**Problem requirements:** Transcribe the full listing exactly, and drop every picture.

**Extracted information:**
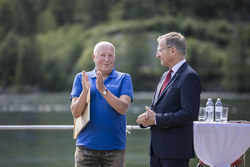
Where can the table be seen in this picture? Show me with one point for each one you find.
(220, 144)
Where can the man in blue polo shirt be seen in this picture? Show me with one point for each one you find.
(103, 141)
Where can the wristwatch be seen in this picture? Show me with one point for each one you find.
(104, 92)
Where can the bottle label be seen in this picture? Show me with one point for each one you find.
(218, 109)
(210, 108)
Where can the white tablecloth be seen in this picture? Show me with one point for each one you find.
(220, 144)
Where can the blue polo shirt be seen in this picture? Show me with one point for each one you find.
(107, 128)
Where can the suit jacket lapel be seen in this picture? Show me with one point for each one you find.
(173, 79)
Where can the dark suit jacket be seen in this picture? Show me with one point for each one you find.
(176, 109)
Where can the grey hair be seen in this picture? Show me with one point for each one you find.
(101, 44)
(175, 39)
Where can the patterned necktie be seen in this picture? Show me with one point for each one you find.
(167, 79)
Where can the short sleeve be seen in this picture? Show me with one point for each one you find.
(127, 87)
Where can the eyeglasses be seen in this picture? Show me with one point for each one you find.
(159, 50)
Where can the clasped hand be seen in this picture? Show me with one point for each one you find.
(147, 118)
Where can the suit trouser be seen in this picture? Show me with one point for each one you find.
(163, 162)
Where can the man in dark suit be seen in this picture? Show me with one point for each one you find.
(174, 107)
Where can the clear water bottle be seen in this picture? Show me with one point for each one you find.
(218, 110)
(210, 110)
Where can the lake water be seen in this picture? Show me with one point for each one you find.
(55, 148)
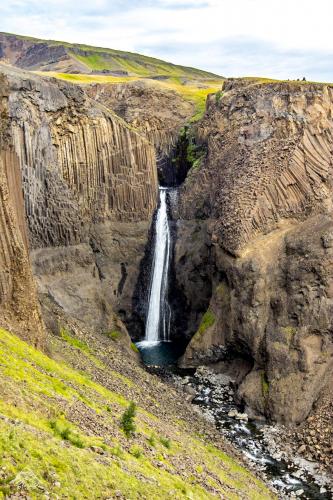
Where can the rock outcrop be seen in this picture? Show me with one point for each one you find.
(158, 113)
(264, 194)
(19, 308)
(90, 186)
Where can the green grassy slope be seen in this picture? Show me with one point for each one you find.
(60, 435)
(99, 58)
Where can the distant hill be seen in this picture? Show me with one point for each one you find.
(61, 57)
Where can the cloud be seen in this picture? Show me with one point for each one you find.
(245, 37)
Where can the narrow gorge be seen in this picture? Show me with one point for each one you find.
(182, 261)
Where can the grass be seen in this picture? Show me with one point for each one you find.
(74, 341)
(52, 419)
(62, 428)
(113, 335)
(128, 420)
(166, 442)
(134, 347)
(264, 385)
(100, 58)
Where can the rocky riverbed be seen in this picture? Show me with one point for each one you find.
(264, 446)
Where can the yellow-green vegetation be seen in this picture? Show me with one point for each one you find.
(128, 420)
(134, 347)
(61, 436)
(74, 341)
(100, 58)
(79, 344)
(193, 91)
(289, 332)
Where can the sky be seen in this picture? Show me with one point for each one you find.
(278, 39)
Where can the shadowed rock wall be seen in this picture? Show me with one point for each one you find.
(19, 308)
(265, 194)
(90, 187)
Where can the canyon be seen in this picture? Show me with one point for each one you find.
(252, 266)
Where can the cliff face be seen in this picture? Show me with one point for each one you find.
(157, 112)
(265, 192)
(90, 185)
(19, 307)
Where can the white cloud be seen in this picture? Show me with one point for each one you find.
(274, 38)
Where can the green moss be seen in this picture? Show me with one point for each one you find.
(134, 348)
(128, 420)
(62, 428)
(74, 341)
(152, 440)
(218, 96)
(207, 321)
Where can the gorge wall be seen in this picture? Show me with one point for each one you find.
(259, 209)
(158, 113)
(90, 186)
(19, 307)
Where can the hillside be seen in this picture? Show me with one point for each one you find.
(50, 55)
(61, 432)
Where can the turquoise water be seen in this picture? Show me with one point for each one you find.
(159, 353)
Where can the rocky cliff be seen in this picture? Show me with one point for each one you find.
(18, 301)
(263, 200)
(158, 113)
(90, 186)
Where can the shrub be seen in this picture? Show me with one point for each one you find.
(127, 420)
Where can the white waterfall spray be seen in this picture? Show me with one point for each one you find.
(158, 317)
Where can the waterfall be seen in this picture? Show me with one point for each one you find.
(158, 317)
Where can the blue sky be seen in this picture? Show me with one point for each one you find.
(282, 39)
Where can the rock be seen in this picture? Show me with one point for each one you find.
(263, 259)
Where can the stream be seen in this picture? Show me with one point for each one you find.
(214, 394)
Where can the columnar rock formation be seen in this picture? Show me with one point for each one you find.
(265, 191)
(90, 186)
(19, 307)
(159, 113)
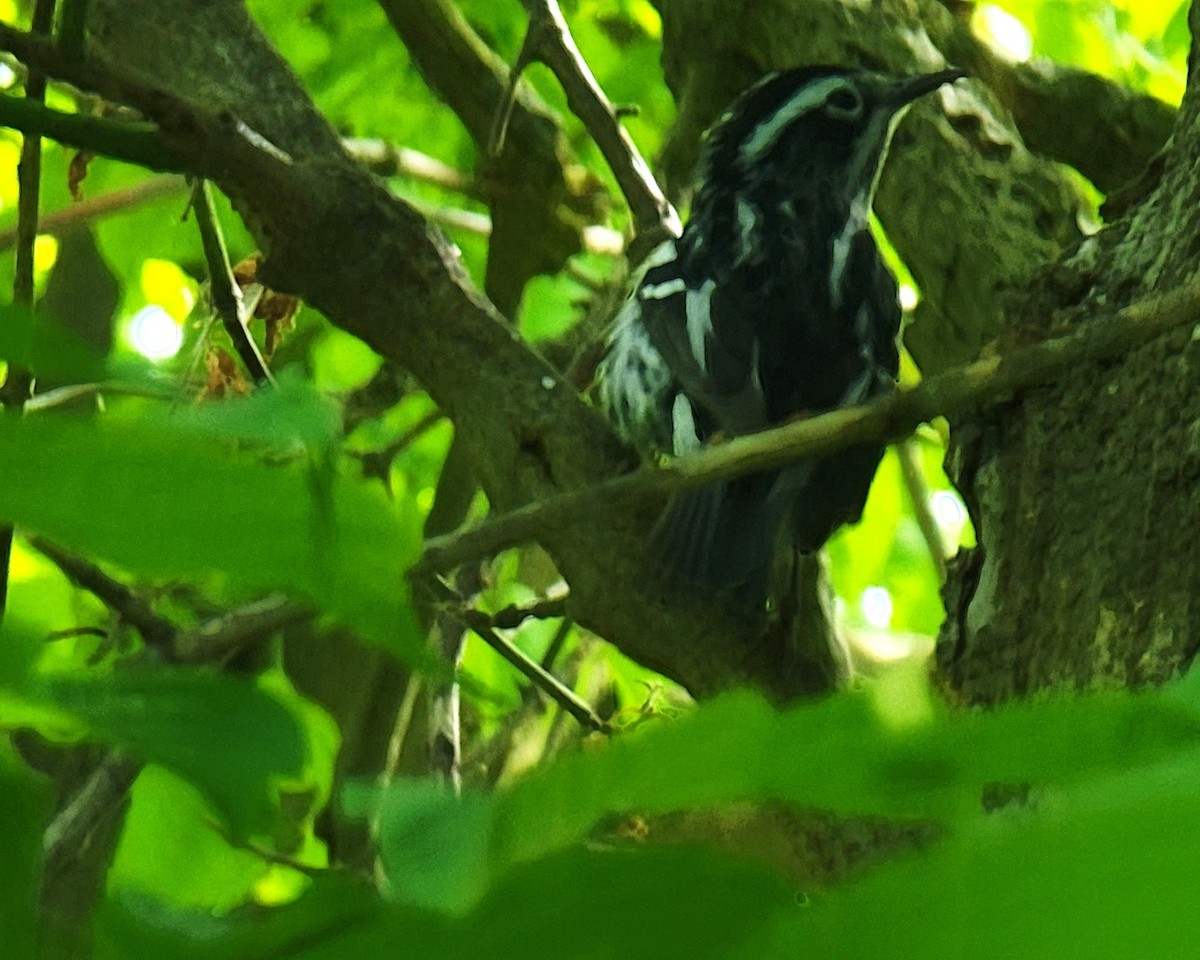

**Answer to the exercise:**
Where can the table be seen in this picture? Show me with one point for each one you find.
(220, 144)
Where can the man in blue polo shirt be seen in this picture? Show me with one point for each one you find.
(103, 141)
Where can the wristwatch be seen in this picture? Show me with one point for each one you find.
(104, 92)
Where can the bottle label be seen in this picture? Show me with one point for each one you find.
(218, 109)
(210, 108)
Where can the white tablecloth be seen in this picture? Show me with one point for each one you find.
(220, 144)
Where can the blue polo shirt be seen in this picture? Show me with one point for each one you find.
(107, 128)
Where can the suit jacket lapel be seen in this picture? Show me with one point for each one you find.
(173, 79)
Where can the dark suit jacket be seen in this picture? Show me with one point for each one you find.
(176, 109)
Where can the grey hair be seen in this picture? Show me with one point for each one you find.
(101, 44)
(175, 39)
Where can the patterned necktie be seen in this picture? Show me with one point for each one you find.
(167, 79)
Where can the short sleeve be seen in this picture? Show me with one point for each one you find.
(127, 87)
Where can the eyeglasses be seen in this picture? Show me with one point for each one you find.
(159, 50)
Where can the clasped hand be seen in this picture? Show me with one point for each one you find.
(147, 118)
Where can the suit trouser be seen in this picture? Show me with one point for each one you find.
(163, 162)
Where can the man in dark suit be seen in this picture? Show me with one point for each one you find.
(174, 107)
Where can the clear water bottle be seen in this picture? Show me with one point for each one you find.
(218, 110)
(210, 110)
Where can the lake water be seen in this picture? Show me with one point for each one you find.
(55, 148)
Where can the rock outcrop be seen in this picture? Show me with one point for each one you find.
(158, 113)
(264, 194)
(19, 308)
(90, 186)
Where can the green grassy slope be seen in this picture? Show me with one point for each one you find.
(60, 435)
(99, 58)
Where can the distant hill be seen in this picture? Show me with one point for each one you find.
(61, 57)
Where can the cloud be seen in this picture? Show me with one point for each one you find.
(245, 37)
Where can the narrow gorge be seen in this picture? Show me with one point for each one you find.
(182, 261)
Where can the grass be seen in this picture? Show me with one point for each one you find.
(74, 341)
(52, 419)
(62, 428)
(113, 335)
(128, 420)
(166, 442)
(134, 347)
(264, 385)
(100, 58)
Where can the rocky riverbed be seen in this picture? Show me with one point for each one you find.
(264, 446)
Where can the yellow-green vegetation be seen in this picture? Show me with one point for each one you find.
(128, 420)
(134, 347)
(61, 436)
(74, 341)
(100, 58)
(79, 344)
(193, 91)
(289, 332)
Where can the sky be seen in this picture? Show me with one point for each one you find.
(278, 39)
Where can the shadowed rock wall be seen in this picture? Show me with one point for each one you find.
(19, 308)
(265, 194)
(90, 187)
Where can the canyon be seen in this picture? Show me with one point for each one you find.
(252, 266)
Where can the cliff face be seen in this picture? Show me with one point for each one you find.
(157, 112)
(265, 192)
(90, 185)
(19, 307)
Where can the white cloud be seen in this picture? Show me with one point for each one you find.
(274, 38)
Where can the green moss be seen in this picture? Show me with one point for each one you find.
(134, 348)
(128, 420)
(62, 428)
(74, 341)
(152, 440)
(218, 96)
(207, 321)
Where can the gorge wall be seen in this picture? Show me with one point for each one you find.
(259, 209)
(158, 113)
(90, 186)
(19, 307)
Where can the hillside be seen in this picture? Show me with one point for each one you find.
(50, 55)
(61, 432)
Where can the turquoise water be seen in this picture? Show me with one point for each one you find.
(159, 353)
Where can the rocky cliff be seen in this picture? Show me with one point for each one you find.
(18, 301)
(263, 200)
(158, 113)
(90, 186)
Where can the shrub be seen in this picture? Show me with one point for each one you find.
(127, 420)
Where can the white waterfall spray be seen in this picture? Show me with one point for each one you find.
(158, 317)
Where can the waterfall be seen in this picture? Show me with one point for each one you find.
(158, 317)
Where can the blue sky be seen in this picture? Show me with one point for each one you find.
(282, 39)
Where can the rock be seen in this picture? Show me with one point for each one you find.
(263, 259)
Where can the stream be seen in this picture? Show me with one point for each one you find.
(214, 394)
Where can the columnar rock formation be seen in this picture? Show me with one point for each one you find.
(265, 191)
(90, 186)
(19, 307)
(159, 113)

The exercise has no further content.